Can you turn the lines below into a JSON list of strings, one string per line and blank lines left out? Begin at the line that has "the wall vent" and stop after the line that has "x=532, y=279".
* * *
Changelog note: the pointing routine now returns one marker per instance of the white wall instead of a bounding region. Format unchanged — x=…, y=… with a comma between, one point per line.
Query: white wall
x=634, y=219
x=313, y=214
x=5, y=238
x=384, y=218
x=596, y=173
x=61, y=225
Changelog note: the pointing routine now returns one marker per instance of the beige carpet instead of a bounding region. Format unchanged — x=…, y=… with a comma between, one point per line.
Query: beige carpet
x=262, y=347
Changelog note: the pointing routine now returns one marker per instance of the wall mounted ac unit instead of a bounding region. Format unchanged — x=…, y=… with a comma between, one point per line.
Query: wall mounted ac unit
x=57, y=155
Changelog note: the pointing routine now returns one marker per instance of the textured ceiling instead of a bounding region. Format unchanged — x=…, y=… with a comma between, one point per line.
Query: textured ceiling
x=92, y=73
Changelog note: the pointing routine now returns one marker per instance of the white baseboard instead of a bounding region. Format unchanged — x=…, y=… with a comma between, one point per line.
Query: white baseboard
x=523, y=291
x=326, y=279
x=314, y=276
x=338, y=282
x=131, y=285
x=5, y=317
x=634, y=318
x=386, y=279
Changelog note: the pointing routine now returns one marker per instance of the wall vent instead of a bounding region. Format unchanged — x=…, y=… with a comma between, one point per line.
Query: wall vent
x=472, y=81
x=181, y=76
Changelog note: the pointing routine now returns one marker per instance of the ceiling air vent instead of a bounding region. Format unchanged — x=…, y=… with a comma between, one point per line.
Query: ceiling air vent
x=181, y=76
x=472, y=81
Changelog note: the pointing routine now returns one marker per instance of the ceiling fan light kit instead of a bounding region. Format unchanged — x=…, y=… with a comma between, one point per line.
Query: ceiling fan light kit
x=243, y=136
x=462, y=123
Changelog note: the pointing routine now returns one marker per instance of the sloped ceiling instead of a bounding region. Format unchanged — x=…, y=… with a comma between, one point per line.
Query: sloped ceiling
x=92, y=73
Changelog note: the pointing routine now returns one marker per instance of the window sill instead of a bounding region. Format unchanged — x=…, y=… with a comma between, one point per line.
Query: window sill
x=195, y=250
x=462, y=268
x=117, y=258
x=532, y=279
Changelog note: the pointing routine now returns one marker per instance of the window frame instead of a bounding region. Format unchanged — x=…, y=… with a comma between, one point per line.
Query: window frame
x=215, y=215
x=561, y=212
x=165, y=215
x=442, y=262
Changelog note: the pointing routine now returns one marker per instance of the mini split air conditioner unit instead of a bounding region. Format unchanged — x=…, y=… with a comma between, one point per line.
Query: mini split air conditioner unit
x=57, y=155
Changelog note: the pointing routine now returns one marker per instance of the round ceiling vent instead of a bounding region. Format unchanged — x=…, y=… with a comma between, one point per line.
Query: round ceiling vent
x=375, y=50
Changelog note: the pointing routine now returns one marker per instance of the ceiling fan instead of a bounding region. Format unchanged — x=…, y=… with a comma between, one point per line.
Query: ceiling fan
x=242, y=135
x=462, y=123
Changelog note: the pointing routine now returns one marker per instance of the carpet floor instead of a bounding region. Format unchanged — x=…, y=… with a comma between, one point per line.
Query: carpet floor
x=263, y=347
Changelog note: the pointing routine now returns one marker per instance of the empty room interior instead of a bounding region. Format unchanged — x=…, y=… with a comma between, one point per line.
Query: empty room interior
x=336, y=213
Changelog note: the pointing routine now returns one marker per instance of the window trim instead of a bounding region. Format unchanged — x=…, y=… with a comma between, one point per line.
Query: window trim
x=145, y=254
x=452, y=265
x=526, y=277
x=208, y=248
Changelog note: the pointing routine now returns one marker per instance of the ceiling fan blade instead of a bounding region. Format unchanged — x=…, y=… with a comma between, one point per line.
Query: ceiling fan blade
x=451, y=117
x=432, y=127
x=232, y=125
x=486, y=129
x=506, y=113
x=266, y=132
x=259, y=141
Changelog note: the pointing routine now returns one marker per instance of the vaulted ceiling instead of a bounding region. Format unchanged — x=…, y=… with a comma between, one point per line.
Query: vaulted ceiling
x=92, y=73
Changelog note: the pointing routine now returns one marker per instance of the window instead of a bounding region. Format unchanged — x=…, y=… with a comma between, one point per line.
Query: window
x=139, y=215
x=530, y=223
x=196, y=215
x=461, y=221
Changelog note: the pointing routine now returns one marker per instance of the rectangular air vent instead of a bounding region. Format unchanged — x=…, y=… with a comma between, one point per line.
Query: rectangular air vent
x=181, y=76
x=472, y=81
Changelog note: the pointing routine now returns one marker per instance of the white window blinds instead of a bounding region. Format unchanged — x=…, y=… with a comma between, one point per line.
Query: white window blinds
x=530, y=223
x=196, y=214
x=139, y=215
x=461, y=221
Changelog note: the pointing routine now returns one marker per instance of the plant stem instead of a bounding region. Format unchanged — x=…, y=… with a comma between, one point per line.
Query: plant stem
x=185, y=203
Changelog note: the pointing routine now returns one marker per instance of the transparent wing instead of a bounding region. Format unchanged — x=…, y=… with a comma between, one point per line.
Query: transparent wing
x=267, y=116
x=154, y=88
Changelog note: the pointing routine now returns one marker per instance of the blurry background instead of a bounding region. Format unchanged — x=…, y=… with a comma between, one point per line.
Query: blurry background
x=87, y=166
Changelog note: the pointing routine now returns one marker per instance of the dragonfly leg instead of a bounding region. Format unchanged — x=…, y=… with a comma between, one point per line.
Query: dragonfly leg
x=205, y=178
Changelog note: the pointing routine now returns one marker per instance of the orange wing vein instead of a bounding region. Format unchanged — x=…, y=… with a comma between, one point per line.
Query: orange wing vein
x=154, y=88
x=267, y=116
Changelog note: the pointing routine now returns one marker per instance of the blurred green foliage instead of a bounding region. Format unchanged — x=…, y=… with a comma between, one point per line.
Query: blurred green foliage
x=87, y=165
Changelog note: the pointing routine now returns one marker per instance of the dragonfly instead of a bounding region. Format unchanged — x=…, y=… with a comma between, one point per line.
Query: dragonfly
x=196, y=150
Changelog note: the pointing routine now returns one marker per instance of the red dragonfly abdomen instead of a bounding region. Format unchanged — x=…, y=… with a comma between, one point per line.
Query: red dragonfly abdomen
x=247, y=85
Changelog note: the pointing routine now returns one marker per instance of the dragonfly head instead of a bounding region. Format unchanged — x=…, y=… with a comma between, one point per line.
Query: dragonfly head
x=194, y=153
* * *
**TASK SOLUTION**:
[
  "Changelog note: the pointing routine now returns one marker per instance of the wall vent instead of a bounding region. Format unchanged — x=…, y=… with a comma between, one point per line.",
  "Query: wall vent",
  "x=472, y=81",
  "x=181, y=76",
  "Changelog note: the pointing routine now returns one marker per instance of the ceiling air vent instead of a bounding region. Format unchanged — x=…, y=… with a comma between, one point per line.",
  "Query: ceiling air vent",
  "x=181, y=76",
  "x=472, y=81",
  "Changelog note: the pointing routine now returns one marker per instance of the ceiling fan light kit instead of a bounding region. Format unchanged — x=…, y=… with a comma between, one point per line.",
  "Query: ceiling fan light kit",
  "x=243, y=136",
  "x=462, y=123",
  "Changelog note: the pointing routine now returns one marker per instance of the sloped ceiling instead of a bounding region. Format unchanged — x=…, y=… with a comma between, one point per line.",
  "Query: sloped ceiling",
  "x=92, y=73",
  "Changelog note: the pointing routine now returns one marker per instance of the window sill instead of a bounding region. Format unchanged — x=…, y=… with a comma between, one point per line.",
  "Query: window sill",
  "x=195, y=250",
  "x=462, y=268",
  "x=117, y=258",
  "x=532, y=279"
]